▸ Recorded data
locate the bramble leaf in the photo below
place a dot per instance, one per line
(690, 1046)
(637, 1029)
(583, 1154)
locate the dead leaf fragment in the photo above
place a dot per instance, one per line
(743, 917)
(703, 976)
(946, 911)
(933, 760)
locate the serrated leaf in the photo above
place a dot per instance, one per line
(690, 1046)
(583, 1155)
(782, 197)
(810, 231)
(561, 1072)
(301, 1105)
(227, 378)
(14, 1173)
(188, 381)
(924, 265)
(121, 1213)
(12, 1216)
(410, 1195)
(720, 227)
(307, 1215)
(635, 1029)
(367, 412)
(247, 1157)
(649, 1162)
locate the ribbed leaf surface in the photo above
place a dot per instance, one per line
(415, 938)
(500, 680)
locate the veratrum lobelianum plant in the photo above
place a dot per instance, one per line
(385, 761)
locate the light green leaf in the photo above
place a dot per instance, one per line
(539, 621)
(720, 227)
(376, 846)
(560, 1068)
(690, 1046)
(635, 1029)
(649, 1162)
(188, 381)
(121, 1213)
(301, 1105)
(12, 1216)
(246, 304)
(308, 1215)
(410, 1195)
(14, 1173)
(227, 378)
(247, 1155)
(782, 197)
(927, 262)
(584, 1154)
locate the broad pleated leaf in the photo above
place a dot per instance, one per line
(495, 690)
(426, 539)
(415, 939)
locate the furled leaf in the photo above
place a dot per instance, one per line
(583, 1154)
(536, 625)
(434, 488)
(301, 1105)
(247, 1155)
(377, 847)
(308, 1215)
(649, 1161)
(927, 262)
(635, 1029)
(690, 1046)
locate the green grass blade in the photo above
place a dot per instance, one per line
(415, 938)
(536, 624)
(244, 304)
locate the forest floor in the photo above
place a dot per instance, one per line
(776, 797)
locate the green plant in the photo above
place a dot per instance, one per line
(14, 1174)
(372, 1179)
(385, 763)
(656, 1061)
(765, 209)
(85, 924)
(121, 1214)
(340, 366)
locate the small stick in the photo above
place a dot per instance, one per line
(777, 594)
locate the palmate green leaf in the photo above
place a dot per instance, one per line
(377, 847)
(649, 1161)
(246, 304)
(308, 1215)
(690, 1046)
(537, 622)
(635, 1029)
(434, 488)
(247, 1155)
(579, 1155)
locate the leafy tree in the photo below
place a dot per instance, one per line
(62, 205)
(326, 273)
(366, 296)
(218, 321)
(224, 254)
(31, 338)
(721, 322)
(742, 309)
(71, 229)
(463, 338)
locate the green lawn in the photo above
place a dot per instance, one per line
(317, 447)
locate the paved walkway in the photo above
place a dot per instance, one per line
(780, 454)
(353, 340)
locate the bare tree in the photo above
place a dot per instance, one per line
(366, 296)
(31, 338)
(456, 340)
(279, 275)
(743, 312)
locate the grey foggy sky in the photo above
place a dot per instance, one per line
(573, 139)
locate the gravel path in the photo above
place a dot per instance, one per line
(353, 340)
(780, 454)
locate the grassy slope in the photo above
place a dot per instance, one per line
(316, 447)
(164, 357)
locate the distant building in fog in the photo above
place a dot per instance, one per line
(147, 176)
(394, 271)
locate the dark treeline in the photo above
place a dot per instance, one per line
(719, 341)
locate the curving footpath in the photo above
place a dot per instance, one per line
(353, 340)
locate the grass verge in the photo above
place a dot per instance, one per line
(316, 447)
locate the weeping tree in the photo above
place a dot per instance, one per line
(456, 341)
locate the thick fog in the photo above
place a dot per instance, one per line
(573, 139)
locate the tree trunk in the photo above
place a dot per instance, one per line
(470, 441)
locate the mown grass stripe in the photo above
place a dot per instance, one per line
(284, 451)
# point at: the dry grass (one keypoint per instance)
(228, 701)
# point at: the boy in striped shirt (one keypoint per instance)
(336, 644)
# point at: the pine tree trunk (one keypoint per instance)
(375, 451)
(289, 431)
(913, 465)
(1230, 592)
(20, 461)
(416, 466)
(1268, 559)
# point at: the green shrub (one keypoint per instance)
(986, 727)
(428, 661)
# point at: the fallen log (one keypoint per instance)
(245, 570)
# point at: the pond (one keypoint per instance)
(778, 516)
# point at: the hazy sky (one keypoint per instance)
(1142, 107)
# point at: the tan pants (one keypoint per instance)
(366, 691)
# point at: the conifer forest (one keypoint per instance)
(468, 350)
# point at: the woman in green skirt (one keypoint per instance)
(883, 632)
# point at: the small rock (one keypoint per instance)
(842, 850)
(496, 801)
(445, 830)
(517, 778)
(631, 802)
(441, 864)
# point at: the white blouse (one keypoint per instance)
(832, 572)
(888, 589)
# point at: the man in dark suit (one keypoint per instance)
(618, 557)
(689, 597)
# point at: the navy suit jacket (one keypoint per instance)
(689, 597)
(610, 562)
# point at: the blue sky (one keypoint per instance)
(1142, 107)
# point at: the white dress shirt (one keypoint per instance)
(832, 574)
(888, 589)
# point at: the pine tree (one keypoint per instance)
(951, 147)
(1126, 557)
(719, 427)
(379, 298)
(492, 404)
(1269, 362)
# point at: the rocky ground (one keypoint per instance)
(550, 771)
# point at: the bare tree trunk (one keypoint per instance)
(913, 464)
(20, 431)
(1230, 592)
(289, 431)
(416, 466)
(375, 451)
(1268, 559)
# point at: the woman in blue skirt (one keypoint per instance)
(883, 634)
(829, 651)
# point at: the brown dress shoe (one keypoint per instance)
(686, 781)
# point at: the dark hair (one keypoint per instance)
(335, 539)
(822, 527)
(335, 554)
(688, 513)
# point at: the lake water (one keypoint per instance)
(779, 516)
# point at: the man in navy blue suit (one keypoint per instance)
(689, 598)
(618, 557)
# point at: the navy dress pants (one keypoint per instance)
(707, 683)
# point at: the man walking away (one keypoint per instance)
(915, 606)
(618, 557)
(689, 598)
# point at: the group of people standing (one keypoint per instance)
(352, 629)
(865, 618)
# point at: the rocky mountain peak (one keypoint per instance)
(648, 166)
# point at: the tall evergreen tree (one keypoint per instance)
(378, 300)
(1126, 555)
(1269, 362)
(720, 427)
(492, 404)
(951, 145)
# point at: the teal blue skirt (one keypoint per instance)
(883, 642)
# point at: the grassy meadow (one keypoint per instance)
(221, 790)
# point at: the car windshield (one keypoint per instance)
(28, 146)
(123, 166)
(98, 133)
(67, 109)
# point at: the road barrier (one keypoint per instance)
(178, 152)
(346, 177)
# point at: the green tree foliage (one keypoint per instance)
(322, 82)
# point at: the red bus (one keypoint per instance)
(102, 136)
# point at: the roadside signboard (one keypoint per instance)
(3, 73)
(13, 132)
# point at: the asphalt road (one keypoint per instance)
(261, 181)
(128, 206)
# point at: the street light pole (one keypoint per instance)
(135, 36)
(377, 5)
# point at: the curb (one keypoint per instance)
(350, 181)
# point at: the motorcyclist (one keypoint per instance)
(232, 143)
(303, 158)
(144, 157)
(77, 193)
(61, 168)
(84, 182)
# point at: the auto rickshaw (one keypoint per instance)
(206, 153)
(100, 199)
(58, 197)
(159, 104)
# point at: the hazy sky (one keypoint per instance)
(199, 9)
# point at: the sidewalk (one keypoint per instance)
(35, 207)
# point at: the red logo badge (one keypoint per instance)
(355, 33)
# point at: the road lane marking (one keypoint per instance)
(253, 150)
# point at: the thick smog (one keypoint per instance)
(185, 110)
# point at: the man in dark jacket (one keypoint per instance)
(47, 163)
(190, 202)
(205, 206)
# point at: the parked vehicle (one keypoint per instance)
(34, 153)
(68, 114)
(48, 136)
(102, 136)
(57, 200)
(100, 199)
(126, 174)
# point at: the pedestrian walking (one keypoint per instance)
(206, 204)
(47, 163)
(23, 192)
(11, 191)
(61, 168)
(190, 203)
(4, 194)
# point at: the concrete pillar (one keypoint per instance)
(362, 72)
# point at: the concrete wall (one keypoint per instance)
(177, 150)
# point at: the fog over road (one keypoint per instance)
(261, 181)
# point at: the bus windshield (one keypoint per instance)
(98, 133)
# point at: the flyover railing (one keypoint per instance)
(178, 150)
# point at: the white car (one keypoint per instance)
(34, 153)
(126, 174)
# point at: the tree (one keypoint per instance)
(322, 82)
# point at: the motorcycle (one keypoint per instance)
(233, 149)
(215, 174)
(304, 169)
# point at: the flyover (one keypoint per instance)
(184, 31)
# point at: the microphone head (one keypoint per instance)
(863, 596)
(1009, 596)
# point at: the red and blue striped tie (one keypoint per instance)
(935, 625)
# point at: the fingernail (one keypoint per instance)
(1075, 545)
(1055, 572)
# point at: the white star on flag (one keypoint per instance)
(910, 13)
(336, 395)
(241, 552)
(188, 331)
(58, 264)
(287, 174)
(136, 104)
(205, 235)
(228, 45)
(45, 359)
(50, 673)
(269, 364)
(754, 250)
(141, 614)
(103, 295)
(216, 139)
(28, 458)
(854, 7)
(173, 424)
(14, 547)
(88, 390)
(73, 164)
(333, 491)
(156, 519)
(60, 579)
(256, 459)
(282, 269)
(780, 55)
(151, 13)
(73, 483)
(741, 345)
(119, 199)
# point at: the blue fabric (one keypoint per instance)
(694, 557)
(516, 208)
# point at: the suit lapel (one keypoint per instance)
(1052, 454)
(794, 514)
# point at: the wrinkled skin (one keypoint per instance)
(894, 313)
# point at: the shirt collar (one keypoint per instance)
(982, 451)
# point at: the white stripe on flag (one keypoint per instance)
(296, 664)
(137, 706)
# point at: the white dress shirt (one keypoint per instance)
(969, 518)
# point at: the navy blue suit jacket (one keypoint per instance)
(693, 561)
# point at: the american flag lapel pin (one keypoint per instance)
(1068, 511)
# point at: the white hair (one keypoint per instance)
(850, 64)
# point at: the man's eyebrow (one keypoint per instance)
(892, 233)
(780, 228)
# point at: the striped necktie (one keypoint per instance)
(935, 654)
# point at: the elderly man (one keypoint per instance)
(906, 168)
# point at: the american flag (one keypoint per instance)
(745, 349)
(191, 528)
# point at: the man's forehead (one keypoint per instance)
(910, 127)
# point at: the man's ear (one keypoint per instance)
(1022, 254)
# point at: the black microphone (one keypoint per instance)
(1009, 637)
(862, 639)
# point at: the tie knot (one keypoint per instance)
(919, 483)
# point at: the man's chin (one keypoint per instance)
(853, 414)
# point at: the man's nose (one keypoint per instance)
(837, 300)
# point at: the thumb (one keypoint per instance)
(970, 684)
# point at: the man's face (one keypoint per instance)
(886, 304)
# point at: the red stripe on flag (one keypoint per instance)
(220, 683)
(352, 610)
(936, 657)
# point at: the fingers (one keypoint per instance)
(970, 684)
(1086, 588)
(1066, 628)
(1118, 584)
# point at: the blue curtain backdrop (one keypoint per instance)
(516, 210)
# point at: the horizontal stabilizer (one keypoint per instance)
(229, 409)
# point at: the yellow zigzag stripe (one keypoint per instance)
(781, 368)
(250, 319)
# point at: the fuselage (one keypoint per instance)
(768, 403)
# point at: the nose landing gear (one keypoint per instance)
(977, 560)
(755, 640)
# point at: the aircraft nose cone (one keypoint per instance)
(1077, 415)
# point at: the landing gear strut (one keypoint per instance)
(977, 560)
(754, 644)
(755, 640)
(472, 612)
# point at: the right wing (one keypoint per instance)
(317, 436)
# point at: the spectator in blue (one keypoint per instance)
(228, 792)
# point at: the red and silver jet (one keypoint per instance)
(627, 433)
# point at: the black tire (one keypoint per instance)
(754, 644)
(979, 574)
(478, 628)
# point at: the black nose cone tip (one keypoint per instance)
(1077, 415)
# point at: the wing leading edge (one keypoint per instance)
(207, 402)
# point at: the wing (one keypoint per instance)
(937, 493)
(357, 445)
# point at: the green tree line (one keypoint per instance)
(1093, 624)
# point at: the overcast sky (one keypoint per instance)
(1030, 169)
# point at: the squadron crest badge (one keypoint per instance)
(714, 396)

▸ Instructions to follow
Look above for the line with "locate the weeping tree in the photo above" and the line with "locate the mown", and reproduce exactly those two lines plus every line between, nothing more.

▸ Answer to the exercise
locate the weeping tree in the photo above
place a dot per instance, one per line
(456, 341)
locate the thick fog in the photo above
place a dot per instance, one per line
(573, 139)
locate the tree trunk in the photo above
place a dot per instance, one per line
(470, 441)
locate the mown grass stripe in the photo above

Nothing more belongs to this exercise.